EXERCISE DESCRIPTION:
Search the records below for the word "blue". Pull out each line that has it.

RAW DATA:

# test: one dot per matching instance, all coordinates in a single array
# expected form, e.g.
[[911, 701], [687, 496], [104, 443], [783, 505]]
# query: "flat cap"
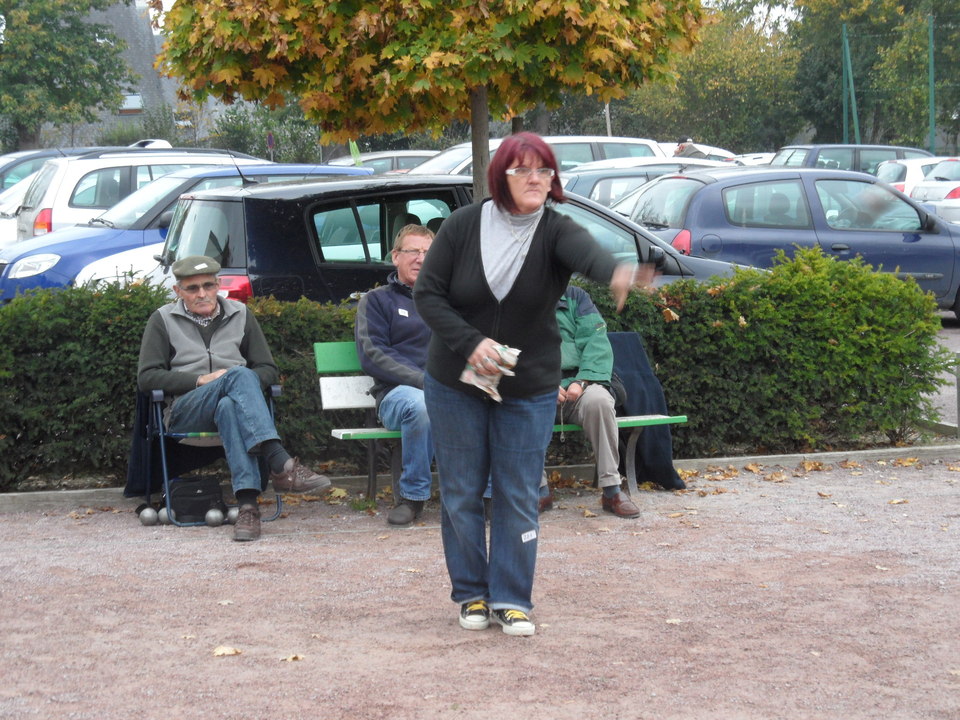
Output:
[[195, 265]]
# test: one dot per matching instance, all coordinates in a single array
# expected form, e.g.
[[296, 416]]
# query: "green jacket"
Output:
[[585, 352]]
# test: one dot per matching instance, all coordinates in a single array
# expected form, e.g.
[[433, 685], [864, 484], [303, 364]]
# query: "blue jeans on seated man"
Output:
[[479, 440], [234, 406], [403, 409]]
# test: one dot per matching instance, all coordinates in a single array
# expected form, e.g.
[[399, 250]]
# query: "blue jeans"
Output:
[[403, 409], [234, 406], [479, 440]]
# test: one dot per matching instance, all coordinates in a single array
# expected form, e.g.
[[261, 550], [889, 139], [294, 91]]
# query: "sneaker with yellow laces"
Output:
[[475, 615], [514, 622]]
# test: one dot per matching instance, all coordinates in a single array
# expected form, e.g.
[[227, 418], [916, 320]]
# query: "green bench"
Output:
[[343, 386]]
==
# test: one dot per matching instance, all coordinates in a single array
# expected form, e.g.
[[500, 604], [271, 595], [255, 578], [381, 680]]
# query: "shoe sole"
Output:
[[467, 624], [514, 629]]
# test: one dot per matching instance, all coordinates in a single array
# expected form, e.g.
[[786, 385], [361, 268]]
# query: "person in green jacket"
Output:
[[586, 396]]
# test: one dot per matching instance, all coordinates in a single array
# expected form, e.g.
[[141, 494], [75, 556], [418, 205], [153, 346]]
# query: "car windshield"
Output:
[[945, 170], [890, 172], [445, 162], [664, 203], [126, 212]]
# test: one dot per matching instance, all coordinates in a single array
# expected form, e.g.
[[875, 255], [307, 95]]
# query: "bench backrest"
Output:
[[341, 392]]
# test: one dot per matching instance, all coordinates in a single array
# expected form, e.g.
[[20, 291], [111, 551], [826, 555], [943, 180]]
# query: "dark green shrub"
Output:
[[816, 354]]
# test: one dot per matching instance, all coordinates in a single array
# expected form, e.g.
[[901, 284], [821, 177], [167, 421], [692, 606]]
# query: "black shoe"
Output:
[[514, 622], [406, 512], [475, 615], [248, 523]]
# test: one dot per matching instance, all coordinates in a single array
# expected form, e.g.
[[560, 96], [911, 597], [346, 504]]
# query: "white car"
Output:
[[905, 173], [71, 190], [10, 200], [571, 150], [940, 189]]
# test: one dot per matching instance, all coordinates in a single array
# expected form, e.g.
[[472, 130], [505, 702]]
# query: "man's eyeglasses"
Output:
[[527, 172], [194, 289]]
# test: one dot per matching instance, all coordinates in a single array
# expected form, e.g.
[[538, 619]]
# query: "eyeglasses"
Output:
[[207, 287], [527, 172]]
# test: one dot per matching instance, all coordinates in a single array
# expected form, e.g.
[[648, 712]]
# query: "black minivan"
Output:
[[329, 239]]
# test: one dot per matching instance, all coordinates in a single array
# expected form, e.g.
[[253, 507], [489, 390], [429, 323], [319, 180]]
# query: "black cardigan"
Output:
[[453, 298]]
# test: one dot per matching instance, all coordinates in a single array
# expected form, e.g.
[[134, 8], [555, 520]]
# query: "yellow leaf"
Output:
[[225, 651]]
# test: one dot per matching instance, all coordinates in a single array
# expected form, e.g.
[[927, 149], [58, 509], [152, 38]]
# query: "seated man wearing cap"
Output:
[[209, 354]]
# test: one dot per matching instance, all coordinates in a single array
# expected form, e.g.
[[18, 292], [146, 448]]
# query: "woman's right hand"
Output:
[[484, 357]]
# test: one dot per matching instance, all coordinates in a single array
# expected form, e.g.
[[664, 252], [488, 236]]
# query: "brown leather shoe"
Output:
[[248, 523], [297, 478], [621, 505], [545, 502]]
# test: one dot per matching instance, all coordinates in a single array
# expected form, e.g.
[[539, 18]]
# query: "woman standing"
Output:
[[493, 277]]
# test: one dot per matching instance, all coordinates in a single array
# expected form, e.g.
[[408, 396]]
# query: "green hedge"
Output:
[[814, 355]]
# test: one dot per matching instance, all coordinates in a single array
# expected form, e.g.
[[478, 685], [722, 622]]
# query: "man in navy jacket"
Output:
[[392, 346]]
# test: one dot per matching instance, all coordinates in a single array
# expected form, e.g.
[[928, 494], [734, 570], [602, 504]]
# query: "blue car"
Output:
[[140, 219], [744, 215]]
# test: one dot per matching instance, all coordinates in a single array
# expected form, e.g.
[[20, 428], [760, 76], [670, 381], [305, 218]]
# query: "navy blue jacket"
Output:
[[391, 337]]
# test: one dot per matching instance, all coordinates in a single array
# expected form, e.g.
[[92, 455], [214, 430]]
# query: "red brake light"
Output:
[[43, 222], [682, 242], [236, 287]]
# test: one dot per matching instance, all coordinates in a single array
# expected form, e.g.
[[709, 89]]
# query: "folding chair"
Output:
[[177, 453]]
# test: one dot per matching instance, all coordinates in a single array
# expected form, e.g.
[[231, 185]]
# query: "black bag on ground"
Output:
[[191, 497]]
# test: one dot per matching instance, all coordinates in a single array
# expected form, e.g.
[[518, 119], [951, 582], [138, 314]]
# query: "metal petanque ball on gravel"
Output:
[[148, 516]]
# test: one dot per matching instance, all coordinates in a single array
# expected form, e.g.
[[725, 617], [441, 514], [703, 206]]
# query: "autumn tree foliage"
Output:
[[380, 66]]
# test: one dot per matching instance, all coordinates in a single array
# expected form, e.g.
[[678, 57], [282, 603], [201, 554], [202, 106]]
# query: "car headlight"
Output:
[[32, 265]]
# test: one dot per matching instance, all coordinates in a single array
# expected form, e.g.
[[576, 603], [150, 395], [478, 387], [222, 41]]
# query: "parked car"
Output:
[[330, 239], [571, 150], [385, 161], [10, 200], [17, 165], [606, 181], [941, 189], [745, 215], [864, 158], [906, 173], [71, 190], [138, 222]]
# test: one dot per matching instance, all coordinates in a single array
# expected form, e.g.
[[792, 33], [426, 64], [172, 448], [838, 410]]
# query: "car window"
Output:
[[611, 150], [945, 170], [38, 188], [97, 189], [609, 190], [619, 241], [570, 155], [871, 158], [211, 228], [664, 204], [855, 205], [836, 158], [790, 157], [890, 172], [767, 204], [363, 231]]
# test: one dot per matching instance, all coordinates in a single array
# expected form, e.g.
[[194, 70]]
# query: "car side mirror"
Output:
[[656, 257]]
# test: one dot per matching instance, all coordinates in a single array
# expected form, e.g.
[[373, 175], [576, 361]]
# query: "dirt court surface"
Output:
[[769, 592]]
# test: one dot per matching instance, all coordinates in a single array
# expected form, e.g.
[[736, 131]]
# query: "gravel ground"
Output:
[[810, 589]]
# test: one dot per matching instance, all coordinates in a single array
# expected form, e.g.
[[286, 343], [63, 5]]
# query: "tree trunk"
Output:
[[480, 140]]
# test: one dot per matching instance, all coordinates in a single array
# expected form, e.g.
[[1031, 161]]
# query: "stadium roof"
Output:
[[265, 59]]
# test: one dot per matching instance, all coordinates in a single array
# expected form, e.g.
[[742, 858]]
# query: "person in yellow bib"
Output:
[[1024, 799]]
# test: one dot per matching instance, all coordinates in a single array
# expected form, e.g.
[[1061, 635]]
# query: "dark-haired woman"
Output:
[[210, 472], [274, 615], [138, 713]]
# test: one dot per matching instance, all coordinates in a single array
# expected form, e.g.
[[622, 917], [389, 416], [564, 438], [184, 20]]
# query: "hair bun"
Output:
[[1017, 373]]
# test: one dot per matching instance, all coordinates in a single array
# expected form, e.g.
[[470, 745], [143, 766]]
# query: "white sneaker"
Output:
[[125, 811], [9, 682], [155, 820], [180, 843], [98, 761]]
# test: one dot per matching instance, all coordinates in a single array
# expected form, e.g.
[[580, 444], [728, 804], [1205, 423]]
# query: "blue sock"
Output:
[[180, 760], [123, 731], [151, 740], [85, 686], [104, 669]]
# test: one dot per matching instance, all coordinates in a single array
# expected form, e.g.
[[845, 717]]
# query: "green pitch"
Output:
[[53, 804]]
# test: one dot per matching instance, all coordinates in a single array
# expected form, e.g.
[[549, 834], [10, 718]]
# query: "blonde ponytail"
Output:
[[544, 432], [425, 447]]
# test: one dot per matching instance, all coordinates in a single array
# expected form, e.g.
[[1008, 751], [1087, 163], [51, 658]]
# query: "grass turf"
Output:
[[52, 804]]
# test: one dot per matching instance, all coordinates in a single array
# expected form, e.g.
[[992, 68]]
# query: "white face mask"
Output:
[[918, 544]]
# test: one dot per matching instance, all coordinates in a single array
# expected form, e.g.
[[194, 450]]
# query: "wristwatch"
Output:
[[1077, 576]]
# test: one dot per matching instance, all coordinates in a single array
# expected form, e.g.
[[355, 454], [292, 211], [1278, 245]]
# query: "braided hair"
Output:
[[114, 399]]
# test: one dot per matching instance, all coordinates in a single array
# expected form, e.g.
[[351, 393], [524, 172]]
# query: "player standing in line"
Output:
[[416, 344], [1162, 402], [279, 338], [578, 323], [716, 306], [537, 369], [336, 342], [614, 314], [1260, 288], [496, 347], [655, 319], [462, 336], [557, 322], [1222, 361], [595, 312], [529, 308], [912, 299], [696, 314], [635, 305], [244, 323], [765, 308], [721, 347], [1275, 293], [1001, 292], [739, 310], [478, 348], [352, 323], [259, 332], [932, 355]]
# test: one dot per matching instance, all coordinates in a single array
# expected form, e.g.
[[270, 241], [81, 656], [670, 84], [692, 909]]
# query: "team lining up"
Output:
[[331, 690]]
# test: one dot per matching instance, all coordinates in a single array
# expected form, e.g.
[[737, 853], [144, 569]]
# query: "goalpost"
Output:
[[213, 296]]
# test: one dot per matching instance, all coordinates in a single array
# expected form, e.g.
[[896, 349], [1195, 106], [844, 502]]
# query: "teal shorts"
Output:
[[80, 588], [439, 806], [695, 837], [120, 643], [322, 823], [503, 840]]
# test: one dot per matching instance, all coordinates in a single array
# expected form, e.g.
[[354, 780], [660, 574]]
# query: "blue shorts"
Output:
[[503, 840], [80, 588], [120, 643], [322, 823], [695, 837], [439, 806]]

RESULT OF THE TASK:
# query: "blue jeans on seated man"
# query: "blue jeans"
# query: "blue car"
# query: "navy blue jacket"
# query: "blue sock"
# query: "blue shorts"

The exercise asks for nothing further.